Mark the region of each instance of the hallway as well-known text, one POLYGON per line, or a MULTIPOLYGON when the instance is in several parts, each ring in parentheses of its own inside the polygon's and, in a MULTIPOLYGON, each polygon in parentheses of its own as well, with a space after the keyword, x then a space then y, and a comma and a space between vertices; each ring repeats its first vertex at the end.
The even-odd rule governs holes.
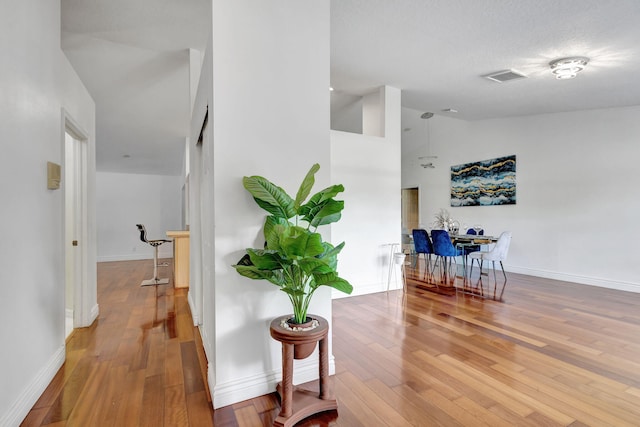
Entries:
POLYGON ((140 287, 152 270, 150 260, 98 263, 100 316, 68 339, 66 363, 22 426, 213 425, 187 290, 140 287))

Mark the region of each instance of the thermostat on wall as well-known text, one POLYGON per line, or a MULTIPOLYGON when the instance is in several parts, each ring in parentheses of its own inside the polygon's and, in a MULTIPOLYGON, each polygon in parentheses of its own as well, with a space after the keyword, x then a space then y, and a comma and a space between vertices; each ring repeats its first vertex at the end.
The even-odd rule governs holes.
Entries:
POLYGON ((47 162, 47 188, 57 190, 60 188, 60 165, 47 162))

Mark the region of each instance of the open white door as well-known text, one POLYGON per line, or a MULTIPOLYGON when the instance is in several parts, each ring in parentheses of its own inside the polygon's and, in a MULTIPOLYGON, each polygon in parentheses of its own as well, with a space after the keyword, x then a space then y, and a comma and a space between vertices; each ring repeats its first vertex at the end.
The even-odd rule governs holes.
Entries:
POLYGON ((189 294, 191 297, 192 315, 194 323, 198 326, 203 324, 204 316, 204 283, 209 283, 211 279, 211 239, 208 237, 210 232, 210 218, 213 212, 209 207, 210 199, 210 170, 206 165, 206 158, 210 155, 210 144, 208 143, 208 117, 205 118, 200 130, 200 135, 195 147, 195 162, 190 179, 190 187, 192 190, 192 210, 191 210, 191 284, 189 294), (208 245, 208 246, 207 246, 208 245))
POLYGON ((87 286, 87 139, 65 118, 64 254, 65 333, 86 326, 82 298, 87 286))

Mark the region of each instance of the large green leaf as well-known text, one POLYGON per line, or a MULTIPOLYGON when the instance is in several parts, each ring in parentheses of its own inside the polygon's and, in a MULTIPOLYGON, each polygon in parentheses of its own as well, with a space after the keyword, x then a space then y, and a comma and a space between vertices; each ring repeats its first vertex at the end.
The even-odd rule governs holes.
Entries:
POLYGON ((320 234, 295 226, 284 231, 280 246, 288 258, 314 257, 324 252, 320 234))
POLYGON ((321 258, 304 258, 298 261, 298 265, 307 274, 331 273, 334 269, 321 258))
POLYGON ((245 176, 242 184, 256 203, 270 214, 287 219, 295 216, 291 196, 268 179, 261 176, 245 176))
POLYGON ((324 246, 324 252, 322 253, 322 255, 320 255, 320 258, 332 258, 337 256, 341 251, 342 248, 344 248, 344 242, 340 243, 338 246, 334 247, 331 243, 329 242, 324 242, 323 243, 324 246))
POLYGON ((271 215, 276 216, 278 218, 284 218, 284 211, 280 206, 272 205, 270 203, 265 202, 264 200, 256 199, 253 200, 256 202, 258 206, 260 206, 265 211, 269 212, 271 215))
MULTIPOLYGON (((342 185, 333 185, 331 187, 325 188, 324 190, 314 194, 311 197, 311 199, 309 199, 309 201, 305 203, 303 206, 300 206, 300 209, 298 209, 298 214, 303 216, 302 219, 309 222, 310 224, 314 222, 316 224, 322 224, 322 219, 324 217, 332 216, 335 213, 341 211, 342 208, 344 208, 344 202, 338 202, 336 200, 333 200, 333 197, 336 196, 341 191, 344 191, 344 187, 342 185), (316 216, 318 216, 327 205, 331 205, 332 207, 330 209, 335 210, 336 207, 338 206, 336 205, 336 203, 341 203, 341 206, 342 206, 339 210, 337 210, 337 212, 325 211, 322 213, 321 218, 316 219, 316 216)), ((332 219, 333 219, 332 221, 325 222, 325 223, 328 224, 330 222, 335 222, 338 219, 340 219, 340 217, 338 216, 337 219, 333 217, 332 219)))
POLYGON ((293 225, 285 218, 267 216, 264 221, 264 239, 267 242, 267 249, 280 251, 280 236, 291 226, 293 225))
POLYGON ((234 265, 233 267, 240 275, 244 277, 248 277, 254 280, 268 280, 269 282, 277 286, 283 285, 282 275, 278 274, 278 272, 276 271, 260 270, 256 266, 247 265, 234 265))
POLYGON ((323 260, 332 270, 336 270, 338 268, 338 254, 344 248, 344 242, 340 243, 335 248, 331 245, 331 243, 323 242, 324 252, 322 255, 318 256, 321 260, 323 260))
POLYGON ((319 286, 330 286, 345 294, 353 292, 353 286, 345 279, 338 276, 337 273, 314 273, 313 281, 311 284, 312 289, 316 289, 319 286))
POLYGON ((333 289, 344 292, 345 294, 351 294, 351 292, 353 292, 353 286, 351 285, 351 283, 347 282, 341 277, 338 277, 331 282, 323 283, 323 286, 330 286, 333 289))
POLYGON ((344 191, 344 186, 342 184, 332 185, 323 190, 318 191, 316 194, 311 196, 309 201, 315 200, 315 203, 322 203, 325 200, 329 200, 337 196, 339 193, 344 191))
POLYGON ((307 175, 302 180, 302 184, 300 184, 300 188, 298 189, 298 193, 296 194, 296 200, 293 203, 293 209, 297 212, 300 205, 307 199, 309 193, 311 193, 311 188, 313 188, 313 184, 315 184, 315 174, 320 169, 319 164, 314 164, 307 172, 307 175))
POLYGON ((277 251, 265 249, 247 249, 251 263, 260 270, 279 270, 282 259, 277 251))
POLYGON ((327 200, 313 219, 309 221, 309 224, 314 227, 319 227, 336 222, 342 216, 340 213, 342 209, 344 209, 344 202, 342 200, 327 200))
==*==
EXERCISE PROMPT =
Only the pictures are to be left out; the rest of the material above should be printed verbatim.

PROBLEM SOLUTION =
Mark the region of each instance of the hallway as well-known text, one POLYGON per line, or a MULTIPOLYGON when the instance is in several parts, each ring in parentheses of its own inside the polygon's and, in a MULTIPOLYGON, each polygon in parentheses of its own as well, with a space after the keyword, x then a space then y, and a comma and a space between vertices; each ring repeats its first vertex at the end.
The even-odd rule governs holes.
Entries:
POLYGON ((140 287, 152 270, 150 260, 98 263, 100 316, 68 339, 66 363, 22 426, 213 425, 187 290, 140 287))

Mark the region of each instance of the thermostat on wall as well-known text, one POLYGON per line, or a MULTIPOLYGON when the instance is in several parts, each ring in parentheses of its own inside the polygon's and, in a MULTIPOLYGON, each polygon in parentheses of its own as well, with a space after the keyword, x then a space then y, and a comma and a space between vertices; each ring repeats its first vertex at the end.
The even-odd rule governs holes.
Entries:
POLYGON ((47 162, 47 188, 57 190, 60 188, 60 165, 47 162))

Mark the region of each instance of the open white door as well-known text, one POLYGON per line, or a MULTIPOLYGON when the instance is in several parts, each ring in parentheses of its own inside the polygon's and, in a MULTIPOLYGON, each polygon in parentheses of its own as well, with a space after the keyword, x then a space then y, and a comma and a space between vertices; each ring repeats its first vertex at the end.
The even-odd rule governs holes.
Entries:
POLYGON ((189 294, 191 297, 192 315, 194 323, 198 326, 203 324, 204 316, 204 283, 209 283, 211 279, 211 239, 208 237, 210 232, 210 218, 213 212, 209 207, 210 199, 210 170, 206 165, 206 158, 210 155, 210 144, 208 143, 208 117, 205 118, 200 130, 200 135, 195 147, 195 162, 190 179, 190 187, 192 190, 192 210, 191 210, 191 284, 189 294), (208 245, 208 246, 207 246, 208 245))
POLYGON ((87 286, 87 139, 65 118, 64 254, 65 333, 86 326, 82 298, 87 286))

Mark the region of each instance of the large green leaf as well-known text, one POLYGON per line, or a MULTIPOLYGON when the instance is in several parts, each ring in parentheses of its own inside the polygon's and, in a MULTIPOLYGON, each polygon in parentheses of its own as well, with a space after the keyword, x then a space then y, and a comma and a space between vertices; each ring repeats its first vertex at the end.
The even-odd rule governs holes.
Entries:
POLYGON ((320 234, 295 226, 284 231, 280 246, 288 258, 314 257, 324 252, 320 234))
POLYGON ((321 258, 304 258, 298 261, 298 265, 307 274, 331 273, 334 269, 321 258))
POLYGON ((245 176, 242 184, 256 203, 270 214, 287 219, 295 216, 291 196, 268 179, 261 176, 245 176))
POLYGON ((324 246, 324 252, 322 253, 322 255, 320 255, 320 258, 332 258, 337 256, 341 251, 342 248, 344 248, 344 242, 340 243, 338 246, 334 247, 331 243, 329 242, 324 242, 323 243, 324 246))
POLYGON ((271 215, 276 216, 278 218, 284 218, 284 211, 280 206, 272 205, 270 203, 265 202, 264 200, 256 199, 253 200, 256 202, 258 206, 260 206, 265 211, 269 212, 271 215))
MULTIPOLYGON (((342 185, 333 185, 331 187, 325 188, 324 190, 314 194, 311 197, 311 199, 309 199, 309 201, 305 203, 303 206, 300 206, 300 209, 298 209, 298 214, 303 216, 302 219, 309 222, 310 224, 314 222, 316 224, 322 224, 322 219, 324 217, 332 216, 335 213, 341 211, 342 208, 344 208, 344 202, 338 202, 336 200, 333 200, 333 197, 336 196, 341 191, 344 191, 344 187, 342 185), (316 216, 318 216, 327 205, 331 205, 332 207, 330 209, 335 210, 336 207, 338 206, 336 205, 336 203, 341 203, 341 206, 342 206, 339 210, 337 210, 337 212, 325 211, 322 213, 321 218, 316 219, 316 216)), ((332 219, 333 219, 332 221, 325 222, 325 223, 328 224, 330 222, 335 222, 338 219, 340 219, 340 217, 338 216, 337 219, 333 217, 332 219)))
POLYGON ((293 225, 285 218, 267 216, 264 221, 264 239, 267 242, 267 249, 280 251, 280 236, 291 226, 293 225))
POLYGON ((234 265, 233 267, 240 275, 244 277, 248 277, 254 280, 268 280, 269 282, 277 286, 283 285, 282 275, 278 274, 278 272, 276 271, 260 270, 256 266, 247 265, 234 265))
POLYGON ((323 260, 332 270, 336 270, 338 268, 338 254, 344 248, 344 242, 340 243, 335 248, 331 245, 331 243, 323 242, 324 252, 322 255, 318 256, 321 260, 323 260))
POLYGON ((319 286, 330 286, 345 294, 353 292, 353 286, 345 279, 338 276, 337 273, 314 273, 313 281, 311 284, 312 289, 316 289, 319 286))
POLYGON ((333 289, 344 292, 345 294, 351 294, 351 292, 353 292, 353 286, 351 285, 351 283, 347 282, 341 277, 338 277, 331 282, 323 283, 323 286, 330 286, 333 289))
POLYGON ((344 191, 344 186, 342 184, 332 185, 323 190, 318 191, 316 194, 311 196, 309 201, 315 200, 315 203, 322 203, 325 200, 329 200, 337 196, 339 193, 344 191))
POLYGON ((307 175, 302 180, 302 184, 300 184, 300 188, 298 189, 298 193, 296 194, 296 200, 293 203, 293 209, 297 212, 300 205, 307 199, 309 193, 311 193, 311 188, 313 188, 313 184, 315 184, 315 174, 320 169, 319 164, 314 164, 307 172, 307 175))
POLYGON ((277 251, 265 249, 247 249, 251 263, 260 270, 279 270, 282 259, 277 251))
POLYGON ((327 200, 313 219, 309 221, 309 224, 314 227, 319 227, 336 222, 342 216, 340 213, 342 209, 344 209, 344 202, 342 200, 327 200))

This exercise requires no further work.